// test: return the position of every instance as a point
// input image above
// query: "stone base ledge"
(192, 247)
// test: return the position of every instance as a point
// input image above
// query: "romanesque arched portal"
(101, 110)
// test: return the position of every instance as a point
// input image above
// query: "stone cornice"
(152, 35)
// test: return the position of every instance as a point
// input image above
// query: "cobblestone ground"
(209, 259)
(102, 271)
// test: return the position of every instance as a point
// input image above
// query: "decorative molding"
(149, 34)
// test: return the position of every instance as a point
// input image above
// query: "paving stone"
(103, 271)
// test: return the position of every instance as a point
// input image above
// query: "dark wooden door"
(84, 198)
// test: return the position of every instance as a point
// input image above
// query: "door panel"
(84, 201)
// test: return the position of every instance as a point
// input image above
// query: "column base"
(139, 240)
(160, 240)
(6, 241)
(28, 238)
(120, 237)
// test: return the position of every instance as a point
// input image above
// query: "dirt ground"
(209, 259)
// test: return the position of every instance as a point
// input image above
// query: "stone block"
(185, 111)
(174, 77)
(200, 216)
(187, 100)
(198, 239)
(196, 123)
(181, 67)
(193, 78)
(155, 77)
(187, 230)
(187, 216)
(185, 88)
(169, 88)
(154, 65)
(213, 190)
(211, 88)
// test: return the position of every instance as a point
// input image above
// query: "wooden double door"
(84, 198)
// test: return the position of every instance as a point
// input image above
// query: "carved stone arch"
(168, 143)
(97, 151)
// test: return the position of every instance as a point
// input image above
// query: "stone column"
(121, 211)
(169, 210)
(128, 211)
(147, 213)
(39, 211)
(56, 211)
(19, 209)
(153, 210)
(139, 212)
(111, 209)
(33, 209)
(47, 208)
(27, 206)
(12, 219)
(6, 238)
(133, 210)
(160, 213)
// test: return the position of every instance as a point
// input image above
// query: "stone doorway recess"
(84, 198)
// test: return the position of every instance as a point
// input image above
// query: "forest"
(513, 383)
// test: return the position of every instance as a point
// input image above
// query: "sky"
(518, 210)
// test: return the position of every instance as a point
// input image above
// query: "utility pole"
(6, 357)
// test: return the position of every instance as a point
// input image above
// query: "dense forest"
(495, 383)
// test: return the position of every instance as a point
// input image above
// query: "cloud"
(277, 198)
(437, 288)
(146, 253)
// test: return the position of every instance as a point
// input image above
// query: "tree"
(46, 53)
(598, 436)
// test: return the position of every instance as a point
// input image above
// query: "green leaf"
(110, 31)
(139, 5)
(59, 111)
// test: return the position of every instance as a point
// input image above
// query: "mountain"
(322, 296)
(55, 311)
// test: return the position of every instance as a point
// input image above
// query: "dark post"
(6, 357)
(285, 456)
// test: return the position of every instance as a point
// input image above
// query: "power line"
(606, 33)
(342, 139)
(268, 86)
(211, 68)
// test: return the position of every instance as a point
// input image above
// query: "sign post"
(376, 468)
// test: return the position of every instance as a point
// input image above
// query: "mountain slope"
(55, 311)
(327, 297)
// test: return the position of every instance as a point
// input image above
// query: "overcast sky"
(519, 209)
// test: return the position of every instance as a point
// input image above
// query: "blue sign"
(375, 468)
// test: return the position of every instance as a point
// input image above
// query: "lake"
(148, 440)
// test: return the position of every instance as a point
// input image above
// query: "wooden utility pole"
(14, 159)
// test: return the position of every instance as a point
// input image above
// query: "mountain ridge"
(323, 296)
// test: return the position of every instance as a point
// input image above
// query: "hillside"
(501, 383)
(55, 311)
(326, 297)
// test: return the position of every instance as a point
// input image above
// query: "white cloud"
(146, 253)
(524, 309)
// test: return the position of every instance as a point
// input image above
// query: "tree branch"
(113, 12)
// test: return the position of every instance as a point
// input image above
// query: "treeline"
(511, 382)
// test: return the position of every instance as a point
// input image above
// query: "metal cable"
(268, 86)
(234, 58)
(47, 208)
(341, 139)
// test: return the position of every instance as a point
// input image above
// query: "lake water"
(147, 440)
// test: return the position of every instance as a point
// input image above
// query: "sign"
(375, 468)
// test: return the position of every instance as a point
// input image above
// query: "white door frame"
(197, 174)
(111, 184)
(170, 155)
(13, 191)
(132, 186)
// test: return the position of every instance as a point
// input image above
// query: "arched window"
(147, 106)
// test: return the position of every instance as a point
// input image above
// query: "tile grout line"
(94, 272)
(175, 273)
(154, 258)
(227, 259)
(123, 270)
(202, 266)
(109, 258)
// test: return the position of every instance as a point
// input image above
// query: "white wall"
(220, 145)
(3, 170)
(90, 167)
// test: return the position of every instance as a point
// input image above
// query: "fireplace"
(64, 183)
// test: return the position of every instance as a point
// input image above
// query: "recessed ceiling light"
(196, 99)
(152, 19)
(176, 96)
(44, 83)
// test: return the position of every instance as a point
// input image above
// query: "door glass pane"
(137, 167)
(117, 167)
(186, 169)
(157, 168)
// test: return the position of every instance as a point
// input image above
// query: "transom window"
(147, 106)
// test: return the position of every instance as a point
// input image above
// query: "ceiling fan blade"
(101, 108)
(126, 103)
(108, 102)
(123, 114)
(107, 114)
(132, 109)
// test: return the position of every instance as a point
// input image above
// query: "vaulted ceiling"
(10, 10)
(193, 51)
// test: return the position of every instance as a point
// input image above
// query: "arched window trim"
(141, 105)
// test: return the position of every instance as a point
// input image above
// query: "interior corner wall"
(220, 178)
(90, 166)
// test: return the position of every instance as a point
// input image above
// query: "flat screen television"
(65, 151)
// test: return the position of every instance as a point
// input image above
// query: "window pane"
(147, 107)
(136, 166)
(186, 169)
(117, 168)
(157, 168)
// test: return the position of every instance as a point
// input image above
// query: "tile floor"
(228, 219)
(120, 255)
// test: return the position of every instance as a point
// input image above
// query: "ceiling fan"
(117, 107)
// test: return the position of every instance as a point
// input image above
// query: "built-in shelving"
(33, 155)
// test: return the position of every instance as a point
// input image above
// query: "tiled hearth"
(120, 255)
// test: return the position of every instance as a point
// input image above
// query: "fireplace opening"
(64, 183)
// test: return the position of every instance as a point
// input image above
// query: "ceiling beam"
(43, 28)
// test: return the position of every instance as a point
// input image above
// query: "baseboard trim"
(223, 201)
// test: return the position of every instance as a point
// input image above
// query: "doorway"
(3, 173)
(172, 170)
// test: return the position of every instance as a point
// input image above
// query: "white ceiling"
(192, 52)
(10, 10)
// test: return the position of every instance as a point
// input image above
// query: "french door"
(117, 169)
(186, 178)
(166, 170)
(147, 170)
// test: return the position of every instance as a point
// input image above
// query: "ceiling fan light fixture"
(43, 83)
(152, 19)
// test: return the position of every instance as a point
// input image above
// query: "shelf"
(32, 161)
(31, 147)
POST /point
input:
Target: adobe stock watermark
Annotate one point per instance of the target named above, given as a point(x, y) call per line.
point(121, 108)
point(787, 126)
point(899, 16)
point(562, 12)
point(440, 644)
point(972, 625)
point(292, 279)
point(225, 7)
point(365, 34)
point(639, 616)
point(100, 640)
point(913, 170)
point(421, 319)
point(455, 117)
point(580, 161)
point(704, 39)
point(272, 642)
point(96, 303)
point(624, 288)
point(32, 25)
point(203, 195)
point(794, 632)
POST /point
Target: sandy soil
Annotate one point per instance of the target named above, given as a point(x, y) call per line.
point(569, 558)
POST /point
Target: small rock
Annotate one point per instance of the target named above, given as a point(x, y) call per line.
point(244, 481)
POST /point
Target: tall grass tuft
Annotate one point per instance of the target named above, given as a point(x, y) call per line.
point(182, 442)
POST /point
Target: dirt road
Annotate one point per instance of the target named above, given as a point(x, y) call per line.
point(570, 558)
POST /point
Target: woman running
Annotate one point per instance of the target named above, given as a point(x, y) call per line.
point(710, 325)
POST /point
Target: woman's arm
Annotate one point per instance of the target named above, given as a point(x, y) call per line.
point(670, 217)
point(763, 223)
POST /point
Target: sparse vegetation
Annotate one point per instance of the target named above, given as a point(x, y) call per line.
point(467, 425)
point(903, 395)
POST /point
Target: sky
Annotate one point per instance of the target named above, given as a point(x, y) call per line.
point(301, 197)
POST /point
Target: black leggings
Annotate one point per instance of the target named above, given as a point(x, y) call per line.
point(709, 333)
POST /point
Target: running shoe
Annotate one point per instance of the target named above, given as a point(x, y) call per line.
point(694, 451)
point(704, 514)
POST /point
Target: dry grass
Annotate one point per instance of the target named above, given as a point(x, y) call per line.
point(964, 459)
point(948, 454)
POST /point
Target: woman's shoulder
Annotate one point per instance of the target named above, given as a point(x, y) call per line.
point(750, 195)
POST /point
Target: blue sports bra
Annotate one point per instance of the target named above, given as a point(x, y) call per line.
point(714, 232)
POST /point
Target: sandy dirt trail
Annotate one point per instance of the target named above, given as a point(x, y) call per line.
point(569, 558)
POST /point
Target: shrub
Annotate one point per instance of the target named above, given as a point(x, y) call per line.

▸ The problem
Gather every line of the records that contains the word "wall" and list those lines.

▸ Response
// query: "white wall"
// query: "interior corner wall"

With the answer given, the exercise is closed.